THE TASK | Word for word, give the entries back.
*** MATERIAL FOR THIS EXERCISE ***
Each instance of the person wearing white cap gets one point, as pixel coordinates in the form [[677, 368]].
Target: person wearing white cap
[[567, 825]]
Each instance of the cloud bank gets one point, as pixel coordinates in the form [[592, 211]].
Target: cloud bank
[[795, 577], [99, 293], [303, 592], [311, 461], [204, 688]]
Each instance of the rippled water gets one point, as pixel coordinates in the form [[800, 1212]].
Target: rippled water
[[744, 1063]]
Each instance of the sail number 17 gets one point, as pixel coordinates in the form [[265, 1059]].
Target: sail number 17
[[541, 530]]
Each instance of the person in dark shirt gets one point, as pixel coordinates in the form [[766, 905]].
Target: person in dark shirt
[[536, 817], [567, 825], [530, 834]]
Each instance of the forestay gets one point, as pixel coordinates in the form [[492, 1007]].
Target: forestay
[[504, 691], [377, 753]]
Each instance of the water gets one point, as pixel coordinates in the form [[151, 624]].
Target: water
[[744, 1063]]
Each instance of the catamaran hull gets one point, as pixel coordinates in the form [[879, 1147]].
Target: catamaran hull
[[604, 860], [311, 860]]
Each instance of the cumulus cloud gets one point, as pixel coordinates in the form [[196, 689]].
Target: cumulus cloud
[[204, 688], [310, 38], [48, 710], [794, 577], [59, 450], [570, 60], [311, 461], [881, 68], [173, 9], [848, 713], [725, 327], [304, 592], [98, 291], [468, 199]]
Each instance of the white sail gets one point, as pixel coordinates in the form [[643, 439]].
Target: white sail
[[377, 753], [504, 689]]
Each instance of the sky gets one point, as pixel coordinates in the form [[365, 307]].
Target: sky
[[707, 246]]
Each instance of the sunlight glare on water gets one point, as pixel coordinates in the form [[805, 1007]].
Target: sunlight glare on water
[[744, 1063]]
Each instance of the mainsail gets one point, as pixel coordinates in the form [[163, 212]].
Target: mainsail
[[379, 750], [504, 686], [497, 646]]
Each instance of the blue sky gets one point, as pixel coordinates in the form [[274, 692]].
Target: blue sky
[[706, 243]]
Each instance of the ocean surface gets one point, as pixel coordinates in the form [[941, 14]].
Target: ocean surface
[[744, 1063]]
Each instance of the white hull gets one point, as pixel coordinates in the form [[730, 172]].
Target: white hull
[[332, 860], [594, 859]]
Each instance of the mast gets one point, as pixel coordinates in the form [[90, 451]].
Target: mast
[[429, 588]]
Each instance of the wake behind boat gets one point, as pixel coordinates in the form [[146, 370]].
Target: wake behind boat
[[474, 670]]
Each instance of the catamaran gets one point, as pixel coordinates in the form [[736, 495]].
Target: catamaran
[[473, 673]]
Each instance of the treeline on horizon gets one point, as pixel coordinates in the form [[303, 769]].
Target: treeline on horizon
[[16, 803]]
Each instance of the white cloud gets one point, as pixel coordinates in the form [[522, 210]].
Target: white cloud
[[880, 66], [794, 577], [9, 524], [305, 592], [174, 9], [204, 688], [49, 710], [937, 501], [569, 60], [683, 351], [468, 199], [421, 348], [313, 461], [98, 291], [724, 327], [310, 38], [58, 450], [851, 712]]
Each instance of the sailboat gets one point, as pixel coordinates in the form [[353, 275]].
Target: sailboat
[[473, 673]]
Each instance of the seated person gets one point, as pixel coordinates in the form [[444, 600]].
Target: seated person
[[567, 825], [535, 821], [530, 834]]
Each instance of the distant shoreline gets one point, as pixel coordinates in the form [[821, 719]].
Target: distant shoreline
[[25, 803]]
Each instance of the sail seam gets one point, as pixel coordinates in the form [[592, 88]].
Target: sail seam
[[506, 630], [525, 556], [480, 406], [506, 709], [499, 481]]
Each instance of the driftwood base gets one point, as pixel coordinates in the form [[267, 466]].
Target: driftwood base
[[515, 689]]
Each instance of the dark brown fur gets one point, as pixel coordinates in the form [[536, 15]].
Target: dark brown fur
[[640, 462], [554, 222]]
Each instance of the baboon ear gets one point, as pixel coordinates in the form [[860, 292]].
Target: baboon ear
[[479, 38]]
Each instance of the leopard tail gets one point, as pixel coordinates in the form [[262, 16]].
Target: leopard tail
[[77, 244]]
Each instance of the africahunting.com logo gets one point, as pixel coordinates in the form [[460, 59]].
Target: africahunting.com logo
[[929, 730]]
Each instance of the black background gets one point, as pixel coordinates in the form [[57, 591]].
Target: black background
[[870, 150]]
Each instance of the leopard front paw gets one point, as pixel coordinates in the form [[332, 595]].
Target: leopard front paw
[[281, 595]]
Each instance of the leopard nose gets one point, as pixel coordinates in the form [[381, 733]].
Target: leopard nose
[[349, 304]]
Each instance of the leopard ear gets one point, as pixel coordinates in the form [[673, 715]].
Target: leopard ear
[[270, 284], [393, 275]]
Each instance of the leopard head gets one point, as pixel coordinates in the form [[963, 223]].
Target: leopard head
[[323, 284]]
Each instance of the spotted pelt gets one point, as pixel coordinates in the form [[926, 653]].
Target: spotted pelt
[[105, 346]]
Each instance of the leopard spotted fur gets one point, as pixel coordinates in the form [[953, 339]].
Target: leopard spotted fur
*** End of MATERIAL FOR THIS EXERCISE ***
RESPONSE TO THE EXERCISE |
Each instance of the person wearing white cap gets one point, as pixel coordinates in the form [[677, 368]].
Target: person wearing white cap
[[567, 825]]
Each instance of the cloud bank gets one point, as pixel coordinates in the form [[592, 211]].
Target: cloud bank
[[795, 577], [99, 293], [303, 592], [311, 461], [204, 688]]
Each instance of the rippled water gets one point, as pixel coordinates in the form [[800, 1212]].
Target: rippled water
[[744, 1063]]
Each instance of the sail number 17 gets one point, as pixel coordinates in the form [[265, 1059]].
Target: sail number 17
[[541, 530]]
Each instance of the person in dark shirt gets one point, as pixel coordinates in the form [[766, 905]].
Target: person in dark shirt
[[536, 817], [567, 825], [530, 834]]
Each instance of the forestay gets one point, as pixel coordinates in the form [[492, 1007]].
Target: forestay
[[504, 691], [377, 753]]
Each instance of the water gets one point, as pixel coordinates in the form [[151, 624]].
Target: water
[[744, 1063]]
Each instance of the catamaran hull gets one point, as pixel coordinates in the form [[879, 1147]].
Target: catamaran hull
[[604, 860], [311, 860]]
Each instance of the cumulus cloud gets one point, as pixel coordinates in the form [[196, 689]].
Target: cumulus cloud
[[204, 688], [310, 38], [48, 710], [794, 577], [59, 450], [570, 60], [311, 461], [881, 68], [173, 9], [848, 713], [725, 327], [304, 592], [98, 291], [468, 199]]
Each instance of the white sail gets one point, as pixel coordinates in the form [[643, 439]].
Target: white sail
[[377, 753], [504, 689]]
Each instance of the sky gets one point, as pixel coordinates in the form [[365, 307]].
Target: sky
[[707, 246]]
Each instance of the sunlight glare on water gets one point, as pixel coordinates in the form [[805, 1007]].
Target: sunlight glare on water
[[744, 1063]]
Each instance of the mainsail gets one point, as pixel coordinates in the form [[163, 212]].
Target: mainsail
[[379, 750], [504, 686], [497, 646]]
Each instance of the blue sky gets one point, as pixel coordinates in the form [[274, 692]].
Target: blue sky
[[706, 243]]
Each instance of the ocean surface gets one point, as pixel coordinates in the form [[941, 14]].
Target: ocean surface
[[744, 1063]]
Each instance of the white hull gets one point, as pixel coordinates in the form [[730, 172]].
Target: white hull
[[332, 860], [594, 859]]
Each instance of the mast gets one point, as pixel coordinates in the form [[90, 451]].
Target: mast
[[429, 588]]
Each instance of the wake behind boat gets one point, as pixel coordinates in the form [[146, 370]].
Target: wake behind boat
[[474, 670]]
Each instance of the catamaran gets one point, as pixel coordinates in the form [[736, 495]].
Target: catamaran
[[473, 673]]
Each instance of the treeline on horizon gets one point, as pixel coordinates in the form [[303, 769]].
Target: treeline on horizon
[[16, 803]]
Each instance of the white cloud gets one point, as pixel coordinates in the form [[522, 210]].
Target: white cloud
[[880, 66], [794, 577], [9, 524], [305, 592], [174, 9], [204, 688], [49, 710], [937, 501], [569, 60], [683, 351], [468, 199], [421, 348], [313, 461], [98, 291], [724, 327], [310, 38], [58, 450], [851, 712]]
Each instance of the sailboat gets one point, as pixel coordinates in the form [[353, 275]].
Target: sailboat
[[473, 673]]
Each instance of the seated person gets one point, as pixel coordinates in the form [[444, 600]].
Target: seated person
[[567, 825], [535, 821], [530, 834]]
Each instance of the distant shoreline gets one point, as pixel coordinates in the form [[821, 719]].
Target: distant shoreline
[[25, 803]]
Each instance of the sail seam gets one point, as pixel coordinates in the form [[592, 88]].
Target: sail seam
[[506, 630], [525, 556], [480, 406], [506, 709], [499, 481]]
Each instance of the driftwood base gets one point, as pixel coordinates in the form [[267, 466]].
Target: driftwood base
[[515, 689]]
Each instance of the dark brown fur gets one point, as pixel coordinates in the form [[536, 15]].
Target: dark brown fur
[[640, 462], [554, 222]]
Each instance of the baboon ear gets one point, as pixel coordinates in the form [[860, 292]].
Target: baboon ear
[[479, 38]]
Each instance of the leopard tail gets one point, as pixel coordinates in the form [[262, 16]].
Target: leopard tail
[[77, 244]]
Each instance of the africahunting.com logo gets one point, as pixel coordinates in the form [[460, 59]].
Target: africahunting.com logo
[[929, 730]]
Each instance of the black background gets one point, as pixel coordinates in the form [[57, 591]].
Target: black background
[[870, 150]]
Each instance of the leopard front paw gets one point, as pixel coordinates in the form [[332, 595]].
Target: leopard front paw
[[281, 595]]
Each instance of the leopard nose gets one point, as pixel coordinates in the form [[381, 733]].
Target: leopard nose
[[349, 304]]
Each instance of the leopard ear gets one point, as pixel coordinates in the form [[673, 715]].
Target: leopard ear
[[270, 284], [393, 275]]
Each instance of the leopard head gets one point, as pixel coordinates in the form [[963, 223]].
Target: leopard head
[[323, 284]]
Each instance of the spotted pelt gets one point, as pixel coordinates in the form [[926, 653]].
Target: spotted pelt
[[105, 346]]
Each instance of the leopard spotted fur gets one point, as pixel coordinates in the form [[953, 339]].
Target: leopard spotted fur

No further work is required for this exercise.